Supplied data:
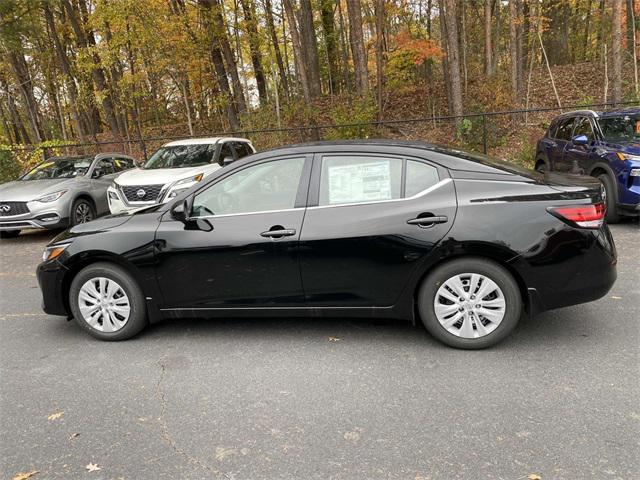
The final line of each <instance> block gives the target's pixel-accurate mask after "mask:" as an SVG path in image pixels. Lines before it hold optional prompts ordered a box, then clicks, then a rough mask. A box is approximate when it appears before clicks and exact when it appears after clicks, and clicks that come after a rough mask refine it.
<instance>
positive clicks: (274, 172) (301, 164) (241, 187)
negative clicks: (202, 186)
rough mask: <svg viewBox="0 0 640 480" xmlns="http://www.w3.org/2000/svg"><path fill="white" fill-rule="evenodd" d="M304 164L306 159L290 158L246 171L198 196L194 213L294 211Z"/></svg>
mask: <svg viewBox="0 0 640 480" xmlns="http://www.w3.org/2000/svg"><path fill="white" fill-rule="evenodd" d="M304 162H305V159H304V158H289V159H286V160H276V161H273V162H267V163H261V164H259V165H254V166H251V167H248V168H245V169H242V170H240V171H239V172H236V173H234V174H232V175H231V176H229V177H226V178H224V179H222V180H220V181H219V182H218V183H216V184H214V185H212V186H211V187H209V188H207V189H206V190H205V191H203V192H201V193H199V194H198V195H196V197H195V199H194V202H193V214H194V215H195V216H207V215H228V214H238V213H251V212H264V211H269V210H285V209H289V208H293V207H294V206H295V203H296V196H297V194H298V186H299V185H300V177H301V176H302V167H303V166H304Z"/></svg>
...
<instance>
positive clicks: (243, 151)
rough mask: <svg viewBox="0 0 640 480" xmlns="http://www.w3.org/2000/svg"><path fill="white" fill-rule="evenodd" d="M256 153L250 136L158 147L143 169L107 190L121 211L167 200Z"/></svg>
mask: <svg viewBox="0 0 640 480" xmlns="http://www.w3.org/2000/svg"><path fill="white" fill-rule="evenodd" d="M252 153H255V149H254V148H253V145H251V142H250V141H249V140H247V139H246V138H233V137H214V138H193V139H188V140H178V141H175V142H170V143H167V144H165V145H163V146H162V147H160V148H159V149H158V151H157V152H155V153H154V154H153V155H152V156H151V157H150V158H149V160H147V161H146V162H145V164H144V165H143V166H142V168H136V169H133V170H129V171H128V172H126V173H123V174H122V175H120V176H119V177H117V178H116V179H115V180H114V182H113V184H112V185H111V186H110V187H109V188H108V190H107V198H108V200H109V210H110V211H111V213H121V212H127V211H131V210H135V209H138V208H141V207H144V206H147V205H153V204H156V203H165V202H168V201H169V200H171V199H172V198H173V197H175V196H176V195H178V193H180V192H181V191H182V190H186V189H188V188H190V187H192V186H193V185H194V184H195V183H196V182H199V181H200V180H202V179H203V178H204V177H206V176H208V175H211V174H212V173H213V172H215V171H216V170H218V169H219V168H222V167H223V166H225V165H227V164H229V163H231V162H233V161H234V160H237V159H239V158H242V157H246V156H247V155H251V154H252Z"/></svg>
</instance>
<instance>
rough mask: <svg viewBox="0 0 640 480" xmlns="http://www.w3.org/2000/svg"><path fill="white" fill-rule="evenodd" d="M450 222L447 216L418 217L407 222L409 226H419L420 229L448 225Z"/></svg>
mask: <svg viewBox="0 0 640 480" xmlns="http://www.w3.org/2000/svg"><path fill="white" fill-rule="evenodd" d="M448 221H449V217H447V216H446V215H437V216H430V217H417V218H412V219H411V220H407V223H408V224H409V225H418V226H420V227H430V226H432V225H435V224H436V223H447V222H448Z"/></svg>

Problem to work on: Please, from the entries above, set down exactly the lines from the one containing "The final line" through the one containing "negative clicks: (202, 186)", and only those.

Task result:
The final line of each <instance> block gives the target's pixel-accurate mask after "mask:" as an SVG path in image pixels. Lines before it hold optional prompts ordered a box, then clicks, then a rough mask. A box is approximate when it appears before clicks and exact when it appears after clicks, and clicks that come after a rough mask refine it.
<instance>
positive clicks: (274, 172) (301, 164) (241, 187)
negative clicks: (202, 186)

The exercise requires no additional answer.